Each line that includes "stone" must be copied from the records.

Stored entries
******************************
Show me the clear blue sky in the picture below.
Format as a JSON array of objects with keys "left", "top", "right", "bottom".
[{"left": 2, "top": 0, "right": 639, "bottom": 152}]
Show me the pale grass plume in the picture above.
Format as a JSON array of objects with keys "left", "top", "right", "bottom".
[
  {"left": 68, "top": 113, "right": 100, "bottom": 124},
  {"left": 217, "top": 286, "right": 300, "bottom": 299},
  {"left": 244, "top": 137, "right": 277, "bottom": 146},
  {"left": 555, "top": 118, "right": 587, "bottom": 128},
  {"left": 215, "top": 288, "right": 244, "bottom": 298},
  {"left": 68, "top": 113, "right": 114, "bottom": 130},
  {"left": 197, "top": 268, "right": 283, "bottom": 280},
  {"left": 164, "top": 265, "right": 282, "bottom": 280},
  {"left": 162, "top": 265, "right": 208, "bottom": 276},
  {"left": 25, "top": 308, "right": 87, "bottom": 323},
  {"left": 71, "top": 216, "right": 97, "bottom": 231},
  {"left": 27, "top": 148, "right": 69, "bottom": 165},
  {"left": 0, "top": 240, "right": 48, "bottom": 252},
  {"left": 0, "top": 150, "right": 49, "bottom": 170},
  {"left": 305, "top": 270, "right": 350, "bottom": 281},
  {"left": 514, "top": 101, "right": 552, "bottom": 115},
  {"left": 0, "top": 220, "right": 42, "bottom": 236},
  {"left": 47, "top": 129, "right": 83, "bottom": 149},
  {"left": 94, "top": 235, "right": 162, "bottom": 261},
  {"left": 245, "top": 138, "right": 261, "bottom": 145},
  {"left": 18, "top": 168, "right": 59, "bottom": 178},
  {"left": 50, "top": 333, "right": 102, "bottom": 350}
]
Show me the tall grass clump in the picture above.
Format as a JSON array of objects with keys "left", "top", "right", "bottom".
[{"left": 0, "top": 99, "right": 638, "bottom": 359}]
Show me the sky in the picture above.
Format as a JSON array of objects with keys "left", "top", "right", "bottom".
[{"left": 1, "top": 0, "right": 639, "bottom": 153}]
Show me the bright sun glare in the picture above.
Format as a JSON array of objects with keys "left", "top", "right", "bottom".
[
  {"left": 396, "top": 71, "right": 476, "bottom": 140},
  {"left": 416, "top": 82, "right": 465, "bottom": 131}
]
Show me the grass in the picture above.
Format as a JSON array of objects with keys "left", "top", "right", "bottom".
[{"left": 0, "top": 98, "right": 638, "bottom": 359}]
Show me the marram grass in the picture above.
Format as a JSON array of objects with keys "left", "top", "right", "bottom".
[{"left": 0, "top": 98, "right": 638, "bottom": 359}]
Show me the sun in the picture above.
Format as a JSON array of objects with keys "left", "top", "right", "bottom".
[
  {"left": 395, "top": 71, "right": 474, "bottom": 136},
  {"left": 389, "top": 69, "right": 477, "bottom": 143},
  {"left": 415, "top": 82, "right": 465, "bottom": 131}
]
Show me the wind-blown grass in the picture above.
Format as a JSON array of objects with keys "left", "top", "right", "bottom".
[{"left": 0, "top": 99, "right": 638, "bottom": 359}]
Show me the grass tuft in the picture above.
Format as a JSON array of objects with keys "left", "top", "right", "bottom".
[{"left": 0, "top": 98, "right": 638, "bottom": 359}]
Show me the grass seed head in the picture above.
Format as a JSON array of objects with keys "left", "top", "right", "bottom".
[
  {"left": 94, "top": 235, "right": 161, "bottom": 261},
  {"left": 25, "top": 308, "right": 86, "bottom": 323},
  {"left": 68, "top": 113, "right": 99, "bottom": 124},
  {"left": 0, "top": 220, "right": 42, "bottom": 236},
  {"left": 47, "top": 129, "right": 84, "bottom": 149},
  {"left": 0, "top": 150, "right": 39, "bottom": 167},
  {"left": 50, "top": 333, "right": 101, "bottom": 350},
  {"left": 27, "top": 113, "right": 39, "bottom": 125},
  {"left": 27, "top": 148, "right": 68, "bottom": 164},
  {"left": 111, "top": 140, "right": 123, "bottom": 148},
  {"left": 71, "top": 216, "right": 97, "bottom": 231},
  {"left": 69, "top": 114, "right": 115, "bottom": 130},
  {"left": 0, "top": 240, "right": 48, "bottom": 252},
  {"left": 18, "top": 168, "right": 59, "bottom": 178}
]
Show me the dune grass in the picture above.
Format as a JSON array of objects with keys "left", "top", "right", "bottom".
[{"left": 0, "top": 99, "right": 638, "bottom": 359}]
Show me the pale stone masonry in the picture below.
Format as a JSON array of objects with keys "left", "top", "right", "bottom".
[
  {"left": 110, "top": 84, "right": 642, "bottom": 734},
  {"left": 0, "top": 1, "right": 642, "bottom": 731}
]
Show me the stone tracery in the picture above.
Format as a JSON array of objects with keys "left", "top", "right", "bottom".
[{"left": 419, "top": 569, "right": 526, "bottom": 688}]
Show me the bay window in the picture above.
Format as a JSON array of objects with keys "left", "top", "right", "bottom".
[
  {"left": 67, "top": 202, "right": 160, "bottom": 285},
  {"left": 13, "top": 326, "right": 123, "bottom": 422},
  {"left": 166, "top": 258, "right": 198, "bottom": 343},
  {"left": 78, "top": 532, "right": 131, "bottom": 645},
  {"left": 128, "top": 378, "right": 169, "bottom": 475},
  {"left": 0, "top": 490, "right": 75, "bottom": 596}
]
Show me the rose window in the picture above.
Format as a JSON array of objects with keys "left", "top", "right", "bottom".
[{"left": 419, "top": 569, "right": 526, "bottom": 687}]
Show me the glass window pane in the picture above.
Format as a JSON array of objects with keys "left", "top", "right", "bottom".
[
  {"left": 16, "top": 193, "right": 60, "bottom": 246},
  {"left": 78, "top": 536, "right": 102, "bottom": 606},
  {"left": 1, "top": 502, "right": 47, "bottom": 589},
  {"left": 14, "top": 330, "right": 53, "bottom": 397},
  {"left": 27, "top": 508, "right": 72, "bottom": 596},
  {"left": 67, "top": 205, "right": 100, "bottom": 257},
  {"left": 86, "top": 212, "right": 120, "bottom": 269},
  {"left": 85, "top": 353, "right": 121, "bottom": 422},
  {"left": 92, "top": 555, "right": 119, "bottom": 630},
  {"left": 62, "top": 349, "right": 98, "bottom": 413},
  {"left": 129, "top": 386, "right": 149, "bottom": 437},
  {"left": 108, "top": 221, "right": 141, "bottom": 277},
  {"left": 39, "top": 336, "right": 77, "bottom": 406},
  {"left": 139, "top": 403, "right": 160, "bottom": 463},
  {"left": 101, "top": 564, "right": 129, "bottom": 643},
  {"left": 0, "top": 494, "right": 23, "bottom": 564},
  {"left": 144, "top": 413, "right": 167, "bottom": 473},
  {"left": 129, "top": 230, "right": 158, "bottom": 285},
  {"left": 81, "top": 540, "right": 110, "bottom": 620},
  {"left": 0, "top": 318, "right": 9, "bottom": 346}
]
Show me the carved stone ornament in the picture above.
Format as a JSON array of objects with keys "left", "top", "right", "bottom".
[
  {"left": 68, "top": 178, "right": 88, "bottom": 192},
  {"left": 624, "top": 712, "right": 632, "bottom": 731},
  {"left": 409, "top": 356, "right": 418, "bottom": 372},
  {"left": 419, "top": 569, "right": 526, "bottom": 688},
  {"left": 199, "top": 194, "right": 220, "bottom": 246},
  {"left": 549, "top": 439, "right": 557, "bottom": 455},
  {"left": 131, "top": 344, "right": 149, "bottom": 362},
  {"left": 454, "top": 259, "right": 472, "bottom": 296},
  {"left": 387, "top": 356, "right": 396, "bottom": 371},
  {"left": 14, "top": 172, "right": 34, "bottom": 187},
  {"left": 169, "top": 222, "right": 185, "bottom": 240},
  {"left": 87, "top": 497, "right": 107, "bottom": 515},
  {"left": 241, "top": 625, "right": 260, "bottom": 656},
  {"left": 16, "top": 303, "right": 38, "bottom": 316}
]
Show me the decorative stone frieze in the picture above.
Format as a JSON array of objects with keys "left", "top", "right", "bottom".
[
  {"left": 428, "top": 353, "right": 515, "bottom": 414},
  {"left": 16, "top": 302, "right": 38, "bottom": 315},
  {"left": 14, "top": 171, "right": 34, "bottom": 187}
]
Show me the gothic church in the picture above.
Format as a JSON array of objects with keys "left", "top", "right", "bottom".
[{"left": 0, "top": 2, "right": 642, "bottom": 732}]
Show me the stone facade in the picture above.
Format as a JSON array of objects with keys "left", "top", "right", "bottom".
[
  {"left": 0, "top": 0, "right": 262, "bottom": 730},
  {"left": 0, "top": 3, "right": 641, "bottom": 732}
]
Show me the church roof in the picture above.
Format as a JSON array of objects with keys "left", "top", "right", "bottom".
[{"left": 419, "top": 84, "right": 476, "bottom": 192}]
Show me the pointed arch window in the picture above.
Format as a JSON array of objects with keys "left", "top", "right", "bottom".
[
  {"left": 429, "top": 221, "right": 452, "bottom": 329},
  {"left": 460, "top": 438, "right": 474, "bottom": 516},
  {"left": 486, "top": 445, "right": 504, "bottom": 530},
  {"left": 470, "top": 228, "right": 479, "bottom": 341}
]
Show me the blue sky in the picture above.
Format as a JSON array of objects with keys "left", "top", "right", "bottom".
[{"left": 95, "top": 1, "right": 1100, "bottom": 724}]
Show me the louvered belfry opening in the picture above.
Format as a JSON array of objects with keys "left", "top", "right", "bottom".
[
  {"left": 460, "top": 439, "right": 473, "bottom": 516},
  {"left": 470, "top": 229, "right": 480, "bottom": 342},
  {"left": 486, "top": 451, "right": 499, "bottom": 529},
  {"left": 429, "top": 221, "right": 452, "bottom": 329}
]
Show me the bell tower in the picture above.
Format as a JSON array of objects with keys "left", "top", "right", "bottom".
******************************
* _EXERCISE ANSWER_:
Show me the pale stone masonry in the picture below.
Show me the stone tracery in the picture above.
Show me the carved stone ornament in the picture above.
Show me the decorative stone frieze in the picture above.
Show me the stone facade in the picture above.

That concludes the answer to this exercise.